§ Photo-based point labeling data:
—————

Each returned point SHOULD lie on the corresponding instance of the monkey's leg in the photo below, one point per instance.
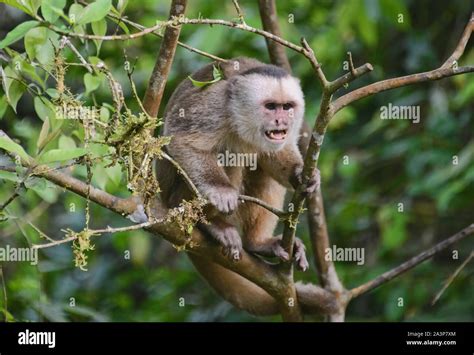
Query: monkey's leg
(251, 298)
(258, 224)
(272, 247)
(225, 234)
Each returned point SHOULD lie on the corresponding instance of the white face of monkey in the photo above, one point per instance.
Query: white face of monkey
(267, 111)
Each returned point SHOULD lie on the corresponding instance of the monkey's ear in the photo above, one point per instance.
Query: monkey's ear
(236, 83)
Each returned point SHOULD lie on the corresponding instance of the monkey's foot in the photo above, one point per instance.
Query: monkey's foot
(228, 236)
(312, 184)
(273, 248)
(225, 199)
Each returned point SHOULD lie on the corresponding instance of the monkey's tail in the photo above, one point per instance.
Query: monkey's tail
(251, 298)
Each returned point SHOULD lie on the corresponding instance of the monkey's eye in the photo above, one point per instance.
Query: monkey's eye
(270, 106)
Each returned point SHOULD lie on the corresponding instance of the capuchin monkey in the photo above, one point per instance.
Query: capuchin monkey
(254, 112)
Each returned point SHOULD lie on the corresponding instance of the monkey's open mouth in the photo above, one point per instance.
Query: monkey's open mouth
(276, 135)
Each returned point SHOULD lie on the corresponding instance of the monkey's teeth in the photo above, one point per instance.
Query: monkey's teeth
(276, 134)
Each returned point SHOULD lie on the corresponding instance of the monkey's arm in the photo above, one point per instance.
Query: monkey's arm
(286, 166)
(201, 166)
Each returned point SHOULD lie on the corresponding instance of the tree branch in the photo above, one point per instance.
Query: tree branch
(411, 263)
(449, 68)
(269, 17)
(159, 76)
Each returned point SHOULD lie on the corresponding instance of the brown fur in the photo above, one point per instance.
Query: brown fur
(206, 129)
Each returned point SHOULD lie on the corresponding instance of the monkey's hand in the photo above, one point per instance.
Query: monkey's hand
(226, 235)
(313, 182)
(224, 198)
(272, 248)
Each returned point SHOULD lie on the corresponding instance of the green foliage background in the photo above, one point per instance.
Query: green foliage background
(391, 162)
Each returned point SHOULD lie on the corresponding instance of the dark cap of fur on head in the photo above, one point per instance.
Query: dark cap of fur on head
(268, 70)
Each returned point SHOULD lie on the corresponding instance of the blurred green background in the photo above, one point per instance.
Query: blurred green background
(391, 162)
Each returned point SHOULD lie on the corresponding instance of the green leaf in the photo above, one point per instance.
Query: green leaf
(91, 82)
(216, 74)
(115, 174)
(75, 11)
(53, 93)
(3, 105)
(10, 146)
(51, 9)
(22, 5)
(55, 155)
(38, 45)
(44, 108)
(26, 69)
(66, 142)
(393, 226)
(94, 12)
(18, 33)
(6, 175)
(28, 6)
(100, 29)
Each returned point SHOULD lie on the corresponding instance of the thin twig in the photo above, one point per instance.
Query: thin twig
(281, 214)
(78, 55)
(5, 298)
(269, 17)
(181, 44)
(183, 174)
(411, 263)
(451, 278)
(239, 12)
(156, 85)
(97, 232)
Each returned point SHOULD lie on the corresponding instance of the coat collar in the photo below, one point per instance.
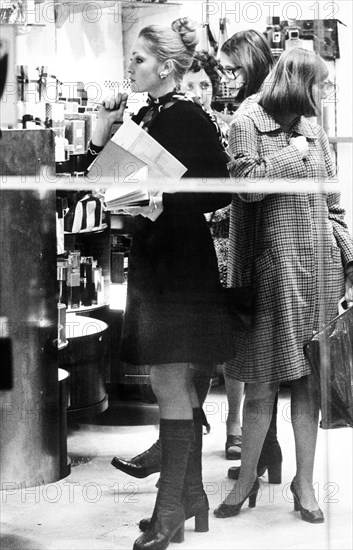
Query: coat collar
(266, 123)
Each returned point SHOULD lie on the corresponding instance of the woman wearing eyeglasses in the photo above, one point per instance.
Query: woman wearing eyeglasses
(246, 59)
(296, 251)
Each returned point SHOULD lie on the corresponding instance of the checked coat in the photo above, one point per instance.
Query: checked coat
(292, 247)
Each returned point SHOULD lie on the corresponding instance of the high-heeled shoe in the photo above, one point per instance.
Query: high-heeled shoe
(311, 516)
(142, 465)
(227, 510)
(165, 528)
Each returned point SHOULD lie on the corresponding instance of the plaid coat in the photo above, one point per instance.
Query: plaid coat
(291, 247)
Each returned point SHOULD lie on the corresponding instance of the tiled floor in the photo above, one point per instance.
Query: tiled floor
(98, 507)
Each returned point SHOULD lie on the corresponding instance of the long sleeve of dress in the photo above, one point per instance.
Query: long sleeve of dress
(284, 162)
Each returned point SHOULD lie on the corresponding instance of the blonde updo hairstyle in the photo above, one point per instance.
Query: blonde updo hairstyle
(176, 44)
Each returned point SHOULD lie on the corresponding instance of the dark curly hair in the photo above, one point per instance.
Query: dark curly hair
(207, 62)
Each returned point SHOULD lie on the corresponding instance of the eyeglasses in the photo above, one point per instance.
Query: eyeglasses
(230, 72)
(204, 85)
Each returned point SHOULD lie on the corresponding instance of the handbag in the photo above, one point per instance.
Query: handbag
(330, 353)
(238, 303)
(84, 212)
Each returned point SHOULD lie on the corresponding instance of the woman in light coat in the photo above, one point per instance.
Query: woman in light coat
(295, 250)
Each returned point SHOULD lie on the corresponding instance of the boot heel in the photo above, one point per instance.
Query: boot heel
(179, 534)
(296, 505)
(275, 473)
(252, 500)
(201, 522)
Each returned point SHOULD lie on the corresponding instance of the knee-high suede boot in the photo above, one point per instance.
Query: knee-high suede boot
(168, 517)
(271, 454)
(149, 461)
(194, 498)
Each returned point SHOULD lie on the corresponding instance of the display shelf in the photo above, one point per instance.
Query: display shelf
(88, 231)
(82, 309)
(64, 8)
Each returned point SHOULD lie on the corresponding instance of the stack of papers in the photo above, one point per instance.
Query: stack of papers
(129, 159)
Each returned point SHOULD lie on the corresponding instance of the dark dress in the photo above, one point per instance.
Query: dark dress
(172, 313)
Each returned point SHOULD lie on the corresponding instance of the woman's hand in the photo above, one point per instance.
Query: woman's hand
(111, 110)
(349, 285)
(301, 144)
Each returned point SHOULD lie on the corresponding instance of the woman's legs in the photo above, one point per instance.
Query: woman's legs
(257, 414)
(234, 392)
(172, 387)
(305, 419)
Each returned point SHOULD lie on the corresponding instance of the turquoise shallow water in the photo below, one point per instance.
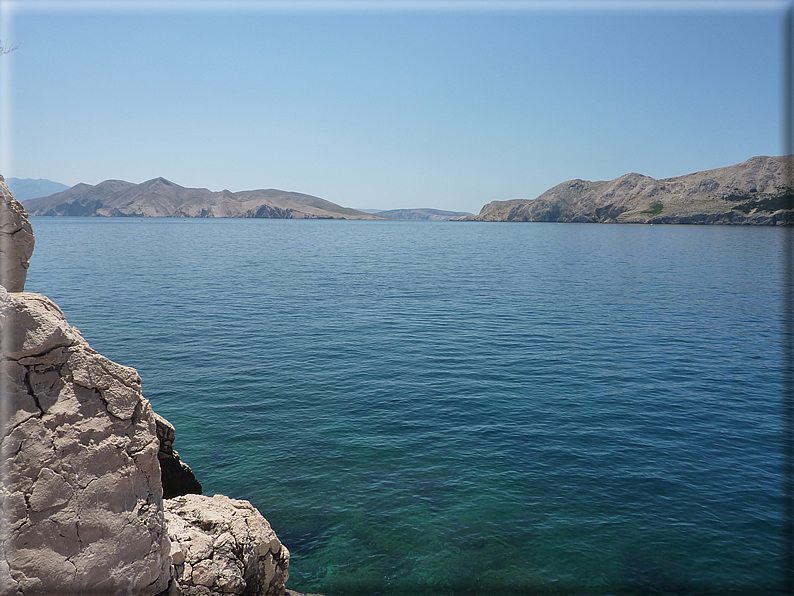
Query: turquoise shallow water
(449, 408)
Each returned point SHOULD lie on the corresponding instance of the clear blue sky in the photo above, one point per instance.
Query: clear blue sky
(445, 105)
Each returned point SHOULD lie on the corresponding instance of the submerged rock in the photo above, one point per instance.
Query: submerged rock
(224, 546)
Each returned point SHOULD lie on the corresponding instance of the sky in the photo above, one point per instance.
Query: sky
(381, 105)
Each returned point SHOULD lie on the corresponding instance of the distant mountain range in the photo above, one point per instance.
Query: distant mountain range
(424, 214)
(32, 188)
(162, 198)
(753, 192)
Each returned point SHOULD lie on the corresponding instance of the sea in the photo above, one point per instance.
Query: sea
(455, 408)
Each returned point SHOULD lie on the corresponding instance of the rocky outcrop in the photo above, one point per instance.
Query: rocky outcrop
(82, 493)
(755, 192)
(16, 241)
(81, 487)
(176, 475)
(224, 546)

—————

§ To be done: Copy every record character for character. Skip the pictures.

§ Answer for this exercise:
Each returned point SHOULD lie on the corresponding instance of the monkey's leg in the photo below, one point per instance.
Query: monkey's leg
(251, 298)
(258, 224)
(272, 247)
(225, 234)
Each returned point SHOULD lie on the corresponding instance of the white face of monkey in the photo above, one point per instance.
Query: white face of monkey
(267, 111)
Each returned point SHOULD lie on the corresponding instance of the monkey's ear in the photo above, one point per instance.
Query: monkey's ear
(236, 83)
Each returned point SHOULD lie on the corresponding instance of the monkey's foot in the photo above, one point per instance.
Query: monkey's foot
(228, 236)
(312, 184)
(273, 248)
(225, 199)
Each returned point SHOULD lie on the corresponding instance of the monkey's tail in the photo above, one point per instance.
Query: monkey's tail
(251, 298)
Each returned point SHOULD lie on the corresponding instance of the monkey's eye in the photo above, one point per instance.
Query: monkey's eye
(270, 106)
Each returned point SHOULD lie on the corresponding instance of the capuchin monkey in the photo above, one point per instance.
Query: capuchin monkey
(254, 112)
Each returned point SHOULD lie on the corresponding instance of the monkey's open mouth in the photo above, one point per instance.
Query: monkey's open mouth
(276, 135)
Each returned point SHOULD lie on the corresponding instance of the monkey's teeth in the photo above, one point per instance.
Query: monkey's teeth
(276, 134)
Each returned point SHOULD lie on the corresponding instance of the monkey's arm in the photo above, one point per instance.
Query: monkey's arm
(286, 166)
(201, 166)
Each returned point SHOULD lie on the corresponding instance of the tree branch in the photo above, one point per instance.
Query: tree branch
(411, 263)
(449, 68)
(269, 17)
(159, 76)
Each returned point SHOULD lie on the corresponding instance of the brown fur in the photo above, one point per instance.
Query: brown fur
(206, 129)
Each returned point SHOULD lie on the corresponding instance of the monkey's hand in the photo above, one point per instance.
Query: monkey's hand
(226, 235)
(313, 182)
(224, 198)
(272, 248)
Each returned point SHOULD lie on the corresponding instance of the green foliage background in the photo above, one point per instance.
Query: green foliage background
(391, 162)
Each returned point SHOULD lie on the corresponding instance of the dark cap of fur on head in the photo above, one point per instance.
Query: dark cap of fur on head
(268, 70)
Each returned point SHOULD lie on the corresponding instance of the blurred green background in the photo above, one point per instance.
Query: blurred green background
(391, 162)
Each returned point SHOULD lie on the corresponding instance of the green leaf in the photo above, one point per instance.
Query: green leaf
(91, 82)
(216, 74)
(115, 174)
(75, 11)
(53, 93)
(3, 105)
(10, 146)
(51, 9)
(22, 5)
(55, 155)
(38, 45)
(44, 108)
(26, 69)
(66, 142)
(393, 226)
(94, 12)
(18, 33)
(6, 175)
(28, 6)
(100, 29)
Each returned point SHOULD lie on the corresponding instance of the thin twig in the photo above, one point per instance.
Query: thin twig
(281, 214)
(78, 55)
(5, 298)
(269, 17)
(181, 44)
(183, 174)
(411, 263)
(451, 278)
(239, 12)
(156, 85)
(97, 232)
Each returned point SHOULD lie on the corresponding instance of the coat collar in the photo below, one point per instance.
Query: coat collar
(266, 123)
Each returned point SHOULD lie on the corresponding instance of the woman wearing eyeglasses in the photo above, one point per instance.
Query: woman wearing eyeglasses
(246, 59)
(296, 251)
Each returned point SHOULD lie on the corresponding instance of the checked coat in the photo above, one point per instance.
Query: checked coat
(292, 247)
Each returned point SHOULD lie on the corresponding instance of the high-heeled shoe in the photo above, one point per instance.
Query: high-heeled shoe
(311, 516)
(142, 465)
(227, 510)
(165, 528)
Each returned point SHOULD lie on the corresponding instance of the plaid coat in the photo above, one point per instance.
Query: plaid coat
(291, 247)
Each returned point SHOULD lie on the corresponding instance of the tiled floor in the photo above, one point per instance.
Query: tiled floor
(98, 507)
Each returned point SHOULD lie on the corresponding instance of the long sleeve of dress in the photo above, one point per instance.
Query: long sleeve of dress
(284, 162)
Each returned point SHOULD lie on the corresponding instance of the blonde updo hairstyle in the photo above, one point per instance.
Query: blonde updo hairstyle
(176, 44)
Each returned point SHOULD lie on the corresponding instance of the dark curly hair in the photo above, one point per instance.
Query: dark curly hair
(207, 62)
Each returned point SHOULD lie on the corresponding instance of the eyeglasses in the photo above, one point per instance.
Query: eyeglasses
(230, 72)
(204, 85)
Each returned point SHOULD lie on the corresponding instance of the handbag in the photo above, one point per instance.
Query: handbag
(330, 353)
(238, 303)
(84, 212)
Each returned point SHOULD lie on the corresponding instance of the woman in light coat in the photo above, one point per instance.
Query: woman in light coat
(295, 250)
Each returned point SHOULD lie on the corresponding instance of the boot heel in the photo above, one point per instance.
Query: boot heel
(179, 534)
(296, 505)
(275, 473)
(252, 500)
(201, 522)
Each returned point SHOULD lie on the corresponding instance of the knee-high suede boot in the photo above, one point per instance.
Query: knee-high suede boot
(168, 517)
(271, 454)
(149, 461)
(194, 498)
Each returned point SHOULD lie on the corresponding instance of the display shelf in the photo above, one point per instance.
Query: display shelf
(88, 231)
(82, 309)
(64, 8)
Each returned point SHOULD lie on the corresponding instance of the stack of papers in the photo above, one point per instance.
Query: stack of papers
(129, 159)
Each returned point SHOULD lie on the corresponding instance of the dark dress in the photo above, one point per instance.
Query: dark dress
(172, 313)
Each returned point SHOULD lie on the corresponding instance of the woman's hand in the photo above, one point per instance.
Query: woman's hand
(111, 110)
(349, 285)
(301, 144)
Each returned point SHOULD lie on the corresponding instance of the woman's legs in the photo above, one point per instance.
Query: woman's legs
(257, 414)
(234, 392)
(172, 387)
(305, 419)
Each returned point SHOULD lie on the corresponding instance of the turquoise shallow water in the photo below, one point per instance.
Query: turquoise shallow water
(449, 408)
Each returned point SHOULD lie on the corresponding instance of the clear blue sky in the photo above, one point per instance.
Query: clear blue sky
(445, 105)
Each returned point SHOULD lie on the corresponding instance of the submerged rock in the photo above, one point per instance.
Query: submerged rock
(224, 546)
Each returned point SHOULD lie on the corresponding instance of the sky in the photo above, one point per instance.
Query: sky
(381, 105)
Each returned point SHOULD lie on the corresponding instance of the distant mountain range in the photo above, one point per instance.
Query: distant mountain range
(424, 214)
(32, 188)
(162, 198)
(753, 192)
Each returned point SHOULD lie on the corresponding instance of the sea in the photo above, one point per instance.
Query: sea
(455, 408)
Each returned point SHOULD lie on the corresponding instance of the rocky outcrop in the photo above, one point per instance.
Query: rocky outcrop
(82, 493)
(755, 192)
(16, 241)
(81, 487)
(176, 475)
(224, 546)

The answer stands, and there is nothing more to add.